▶ _What is being asked_
Word for word, copy the line containing "of the lion's" and each line after it in the records below, ending with the last line.
╭─ Dataset
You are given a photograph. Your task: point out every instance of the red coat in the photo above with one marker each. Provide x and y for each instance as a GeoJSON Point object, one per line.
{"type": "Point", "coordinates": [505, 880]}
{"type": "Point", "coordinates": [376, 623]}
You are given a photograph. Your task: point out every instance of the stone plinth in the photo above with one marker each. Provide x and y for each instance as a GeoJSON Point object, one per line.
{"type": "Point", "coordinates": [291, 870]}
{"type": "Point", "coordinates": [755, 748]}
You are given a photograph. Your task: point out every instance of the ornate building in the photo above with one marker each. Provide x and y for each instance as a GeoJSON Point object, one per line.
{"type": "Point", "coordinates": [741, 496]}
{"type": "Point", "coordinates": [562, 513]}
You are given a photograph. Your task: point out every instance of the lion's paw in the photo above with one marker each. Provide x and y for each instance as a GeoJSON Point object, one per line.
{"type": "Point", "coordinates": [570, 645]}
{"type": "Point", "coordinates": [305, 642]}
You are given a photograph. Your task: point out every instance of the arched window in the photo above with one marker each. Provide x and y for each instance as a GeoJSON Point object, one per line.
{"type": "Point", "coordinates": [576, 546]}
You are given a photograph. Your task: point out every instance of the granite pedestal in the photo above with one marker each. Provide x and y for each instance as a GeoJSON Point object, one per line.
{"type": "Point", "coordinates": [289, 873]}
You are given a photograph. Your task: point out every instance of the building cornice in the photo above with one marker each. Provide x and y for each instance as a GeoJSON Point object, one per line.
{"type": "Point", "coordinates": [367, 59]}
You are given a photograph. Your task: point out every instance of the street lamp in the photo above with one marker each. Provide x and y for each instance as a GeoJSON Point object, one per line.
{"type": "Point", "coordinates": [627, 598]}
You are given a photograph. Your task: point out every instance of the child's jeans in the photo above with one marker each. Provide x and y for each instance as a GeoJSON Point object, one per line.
╰─
▶ _Written reply_
You are given a photograph. Your task: point out every instance of the lion's paw in the photo above with one marker each. Provide x and y for each instance as a GeoJSON Point object, one per line.
{"type": "Point", "coordinates": [570, 645]}
{"type": "Point", "coordinates": [305, 642]}
You are given a photograph. Your task: point out every instance of the arched window in the photo above with one marker each. Provide x and y for each instance as a GeoJSON Point object, one per line.
{"type": "Point", "coordinates": [576, 546]}
You are given a photograph. Your task: point out every instance of the granite pedestal in the photo above with one marker each. Provide x and y for each instance as a GeoJSON Point object, one per line.
{"type": "Point", "coordinates": [289, 873]}
You are given a photograph. Your task: point out every instance of the building cornice in the photo above with one marker each. Provide x and y for each instance as a GeoJSON Point object, one per line.
{"type": "Point", "coordinates": [367, 59]}
You are given a photograph. Your task: point out every instance of the street lamp in the photo above with one marker each. Provide x and y for each instance as a GeoJSON Point object, one per line.
{"type": "Point", "coordinates": [627, 598]}
You are given a photograph. Your task: point out every instance of the child's jeans in the photo above with one marker each. Provide x and y for each instance as a GeoJSON Point object, one per line.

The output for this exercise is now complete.